**What to do**
Please carry on the passage about Piketty's concern with wealth inequality, picking up right after its final sentence.

Piketty’s main concern is none of the above.   He discounts the skills gap explanation.  [“This theory is in some respects limited and naïve.” (p.30­5)]    He doesn’t say much about the “winner take all” or “assortative mating” phenomena.  He does have definite concerns about excessive executive compensation in areas like finance, but they are not the primary concern of this book.

The central concern of the book is none of these varieties of income inequality, all of which have to do with “earned income” (wages and salaries).  It is, rather, what he sees as a 21st century trend toward inequality of wealth, to be brought about by steady accumulation of savings among the better off, passed down along with accrued interest to the next generations in their inheritances.

This is a prediction about what will happen in the future more than an observation about a recent trend [figures 10.3-10.5; pages 344-349].   The increases in various measures of inequality since the 1970s have had more to do with earned income than with wealth.

**Record excerpts**
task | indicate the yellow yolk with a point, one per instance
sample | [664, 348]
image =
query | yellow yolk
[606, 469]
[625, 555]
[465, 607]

**Result of the exercise**
It is true that the capital share of income (interest, dividends and capital gains) rose gradually in major rich countries during the period 1975-2007, and the labor share (wages and salaries) fell [Fig.6.5, p.222].   This trend would support Piketty’s hypothesis if it continued.  He deserves credit for pointing out the lack of foundations behind assertions that capital’s share will necessarily revert to a long-run constant, which used to be declared as approximately 0.25.

His vision is focused squarely on the truly long run, however: century-long trends, not decade-long fluctuations.  For example the Global Financial Crisis is a blip for him.   Incidentally, it is a blip that runs counter to his ultra-long-run hypothesis:  His statistics clearly show a discrete fall in inequality and in capital’s share in 2008-09, because asset prices plummeted.

Three century-long movements constitute the essence of the book:  a rise in inequality in the 19th century, a fall in inequality in the 20th century, and a predicted return to high inequality in the 21st century.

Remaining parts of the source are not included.